Brief – Rewrite the data from its beginning through the line containing "top-left (549, 298), bottom-right (1108, 724)", replacing "blue" with "black" and leaving every other character unchanged.

Excerpts of labeled region data –
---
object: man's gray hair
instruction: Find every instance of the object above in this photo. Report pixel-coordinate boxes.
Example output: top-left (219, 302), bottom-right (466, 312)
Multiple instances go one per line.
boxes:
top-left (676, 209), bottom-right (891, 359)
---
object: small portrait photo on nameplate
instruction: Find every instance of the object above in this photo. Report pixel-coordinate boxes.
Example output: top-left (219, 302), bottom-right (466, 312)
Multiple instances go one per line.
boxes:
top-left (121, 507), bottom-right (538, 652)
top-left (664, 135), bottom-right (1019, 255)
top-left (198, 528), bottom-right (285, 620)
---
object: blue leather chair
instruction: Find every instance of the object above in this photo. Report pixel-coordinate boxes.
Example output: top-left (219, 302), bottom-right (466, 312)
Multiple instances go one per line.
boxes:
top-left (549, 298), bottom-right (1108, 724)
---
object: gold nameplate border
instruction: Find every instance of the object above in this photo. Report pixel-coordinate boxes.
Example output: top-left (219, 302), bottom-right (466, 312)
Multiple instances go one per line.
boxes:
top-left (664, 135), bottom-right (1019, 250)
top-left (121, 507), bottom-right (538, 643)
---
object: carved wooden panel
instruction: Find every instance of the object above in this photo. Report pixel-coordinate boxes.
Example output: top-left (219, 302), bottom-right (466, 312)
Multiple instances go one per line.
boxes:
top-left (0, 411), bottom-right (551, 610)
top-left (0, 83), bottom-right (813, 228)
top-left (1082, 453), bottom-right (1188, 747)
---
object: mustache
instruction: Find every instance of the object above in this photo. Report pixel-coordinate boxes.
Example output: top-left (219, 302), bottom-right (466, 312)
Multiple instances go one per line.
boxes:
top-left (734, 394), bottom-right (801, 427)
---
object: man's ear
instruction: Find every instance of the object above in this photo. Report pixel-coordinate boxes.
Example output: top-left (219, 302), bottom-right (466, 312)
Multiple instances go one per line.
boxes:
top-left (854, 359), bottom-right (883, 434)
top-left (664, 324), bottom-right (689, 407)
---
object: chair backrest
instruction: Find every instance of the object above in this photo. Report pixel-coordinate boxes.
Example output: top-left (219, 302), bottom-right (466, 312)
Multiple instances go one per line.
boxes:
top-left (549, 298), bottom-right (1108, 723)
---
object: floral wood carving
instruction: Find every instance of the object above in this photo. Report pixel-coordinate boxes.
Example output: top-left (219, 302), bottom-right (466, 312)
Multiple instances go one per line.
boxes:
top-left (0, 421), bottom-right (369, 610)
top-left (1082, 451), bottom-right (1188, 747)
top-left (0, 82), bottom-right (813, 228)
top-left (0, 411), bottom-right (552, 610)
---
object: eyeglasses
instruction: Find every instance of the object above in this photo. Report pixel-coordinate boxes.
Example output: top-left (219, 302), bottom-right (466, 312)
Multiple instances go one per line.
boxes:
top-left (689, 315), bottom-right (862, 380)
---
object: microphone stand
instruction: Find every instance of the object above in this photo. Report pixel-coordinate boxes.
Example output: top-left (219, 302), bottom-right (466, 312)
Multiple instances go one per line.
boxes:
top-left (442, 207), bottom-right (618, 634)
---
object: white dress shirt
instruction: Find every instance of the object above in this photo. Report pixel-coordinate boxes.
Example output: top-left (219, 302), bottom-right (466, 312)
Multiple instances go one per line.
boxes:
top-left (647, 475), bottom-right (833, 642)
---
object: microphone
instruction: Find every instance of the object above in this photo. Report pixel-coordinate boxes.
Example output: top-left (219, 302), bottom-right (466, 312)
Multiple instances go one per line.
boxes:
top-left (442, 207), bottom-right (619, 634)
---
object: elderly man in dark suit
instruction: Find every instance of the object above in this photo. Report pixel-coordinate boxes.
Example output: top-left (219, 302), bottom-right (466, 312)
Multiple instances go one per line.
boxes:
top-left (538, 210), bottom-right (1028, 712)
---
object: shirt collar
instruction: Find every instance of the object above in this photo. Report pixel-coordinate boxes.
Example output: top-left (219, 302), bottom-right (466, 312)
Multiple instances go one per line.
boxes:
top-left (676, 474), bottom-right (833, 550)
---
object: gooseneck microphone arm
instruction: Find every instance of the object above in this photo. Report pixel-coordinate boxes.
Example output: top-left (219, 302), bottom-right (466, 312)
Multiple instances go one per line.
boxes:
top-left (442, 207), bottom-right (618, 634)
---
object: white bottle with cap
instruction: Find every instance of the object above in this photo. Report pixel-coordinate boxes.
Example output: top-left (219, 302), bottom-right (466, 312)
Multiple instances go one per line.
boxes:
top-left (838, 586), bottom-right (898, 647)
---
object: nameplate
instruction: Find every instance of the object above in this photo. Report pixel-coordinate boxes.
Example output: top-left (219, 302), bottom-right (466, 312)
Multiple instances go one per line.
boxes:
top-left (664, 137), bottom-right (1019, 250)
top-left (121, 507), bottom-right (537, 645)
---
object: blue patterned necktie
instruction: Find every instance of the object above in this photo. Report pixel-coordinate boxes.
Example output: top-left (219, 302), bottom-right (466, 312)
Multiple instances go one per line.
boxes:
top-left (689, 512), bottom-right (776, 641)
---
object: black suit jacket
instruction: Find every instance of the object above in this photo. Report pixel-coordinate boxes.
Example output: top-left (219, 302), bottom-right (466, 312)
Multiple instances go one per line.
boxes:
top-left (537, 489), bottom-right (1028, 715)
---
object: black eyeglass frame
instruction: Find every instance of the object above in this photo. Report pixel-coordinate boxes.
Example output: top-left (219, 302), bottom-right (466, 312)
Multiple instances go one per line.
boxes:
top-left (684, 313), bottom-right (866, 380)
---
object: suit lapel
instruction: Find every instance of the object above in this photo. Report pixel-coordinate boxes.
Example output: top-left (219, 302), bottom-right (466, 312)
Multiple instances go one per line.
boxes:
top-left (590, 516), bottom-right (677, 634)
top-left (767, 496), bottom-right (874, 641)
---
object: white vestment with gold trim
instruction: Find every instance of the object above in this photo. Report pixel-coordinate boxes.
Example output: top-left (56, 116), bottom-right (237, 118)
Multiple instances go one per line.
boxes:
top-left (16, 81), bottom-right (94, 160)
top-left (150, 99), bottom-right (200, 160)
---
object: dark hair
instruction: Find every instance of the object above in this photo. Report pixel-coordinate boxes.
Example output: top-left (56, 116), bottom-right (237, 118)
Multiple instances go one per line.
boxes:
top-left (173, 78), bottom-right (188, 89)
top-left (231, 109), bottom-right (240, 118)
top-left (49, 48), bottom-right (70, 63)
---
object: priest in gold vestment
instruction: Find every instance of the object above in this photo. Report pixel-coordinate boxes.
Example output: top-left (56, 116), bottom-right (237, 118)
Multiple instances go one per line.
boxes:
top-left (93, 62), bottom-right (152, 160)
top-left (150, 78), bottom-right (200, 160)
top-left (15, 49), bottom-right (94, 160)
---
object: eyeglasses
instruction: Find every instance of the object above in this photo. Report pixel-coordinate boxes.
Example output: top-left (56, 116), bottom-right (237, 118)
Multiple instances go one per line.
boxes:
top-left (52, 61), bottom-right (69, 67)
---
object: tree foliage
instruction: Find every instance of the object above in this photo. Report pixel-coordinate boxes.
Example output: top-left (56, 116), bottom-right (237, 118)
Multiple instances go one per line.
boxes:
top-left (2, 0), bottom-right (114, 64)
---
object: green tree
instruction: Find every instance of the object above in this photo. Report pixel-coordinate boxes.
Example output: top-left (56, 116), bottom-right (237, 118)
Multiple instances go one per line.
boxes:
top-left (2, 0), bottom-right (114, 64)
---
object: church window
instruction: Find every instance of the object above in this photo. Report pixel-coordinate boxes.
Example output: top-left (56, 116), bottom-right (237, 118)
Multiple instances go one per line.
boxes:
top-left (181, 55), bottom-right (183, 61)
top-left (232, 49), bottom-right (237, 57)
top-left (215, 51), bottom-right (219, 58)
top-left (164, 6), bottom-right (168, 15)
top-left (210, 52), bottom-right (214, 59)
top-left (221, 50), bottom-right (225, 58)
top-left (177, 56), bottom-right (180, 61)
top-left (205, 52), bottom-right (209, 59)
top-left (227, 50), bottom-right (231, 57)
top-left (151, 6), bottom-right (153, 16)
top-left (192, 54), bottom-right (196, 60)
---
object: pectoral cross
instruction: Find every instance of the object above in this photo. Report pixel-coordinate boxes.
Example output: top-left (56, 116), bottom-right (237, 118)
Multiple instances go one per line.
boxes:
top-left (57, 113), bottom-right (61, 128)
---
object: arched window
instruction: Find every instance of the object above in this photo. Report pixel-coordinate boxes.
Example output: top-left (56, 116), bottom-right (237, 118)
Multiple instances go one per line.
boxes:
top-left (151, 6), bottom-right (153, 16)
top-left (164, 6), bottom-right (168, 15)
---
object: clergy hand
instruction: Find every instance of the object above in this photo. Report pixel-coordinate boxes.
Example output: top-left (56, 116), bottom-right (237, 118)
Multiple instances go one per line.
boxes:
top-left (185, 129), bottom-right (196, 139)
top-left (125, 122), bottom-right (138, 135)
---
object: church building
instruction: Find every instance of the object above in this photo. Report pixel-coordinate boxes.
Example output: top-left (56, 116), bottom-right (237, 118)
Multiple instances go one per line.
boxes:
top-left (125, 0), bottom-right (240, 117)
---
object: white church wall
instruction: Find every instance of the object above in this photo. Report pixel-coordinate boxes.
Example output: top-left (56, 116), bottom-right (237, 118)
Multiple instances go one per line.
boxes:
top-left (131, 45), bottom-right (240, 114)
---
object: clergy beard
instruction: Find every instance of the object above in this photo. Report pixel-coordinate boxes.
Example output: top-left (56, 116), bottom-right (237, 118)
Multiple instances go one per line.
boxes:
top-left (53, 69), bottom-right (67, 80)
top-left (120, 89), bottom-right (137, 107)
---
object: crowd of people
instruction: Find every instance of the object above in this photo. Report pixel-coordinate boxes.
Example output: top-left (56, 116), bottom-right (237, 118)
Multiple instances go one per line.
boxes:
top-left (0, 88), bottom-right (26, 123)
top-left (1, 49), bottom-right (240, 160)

Problem solution –
---
object: man's gray hair
instruction: Find every instance of the object above in this photo. Report pixel-coordinate boxes.
Example output: top-left (219, 302), bottom-right (466, 312)
Multiple instances go one per line.
boxes:
top-left (676, 209), bottom-right (891, 359)
---
object: small portrait photo on nameplate
instruction: Find every instance of the object above in this photo. Report pixel-coordinate boxes.
Example output: top-left (219, 302), bottom-right (466, 312)
Multiple instances go one per line.
boxes:
top-left (121, 507), bottom-right (538, 652)
top-left (664, 135), bottom-right (1019, 255)
top-left (198, 528), bottom-right (285, 620)
---
object: black leather chair
instruction: Find every instance of the object above in this photo. Report pixel-coordinate boxes.
Example output: top-left (219, 302), bottom-right (466, 312)
Multiple instances go one per line.
boxes:
top-left (549, 298), bottom-right (1108, 724)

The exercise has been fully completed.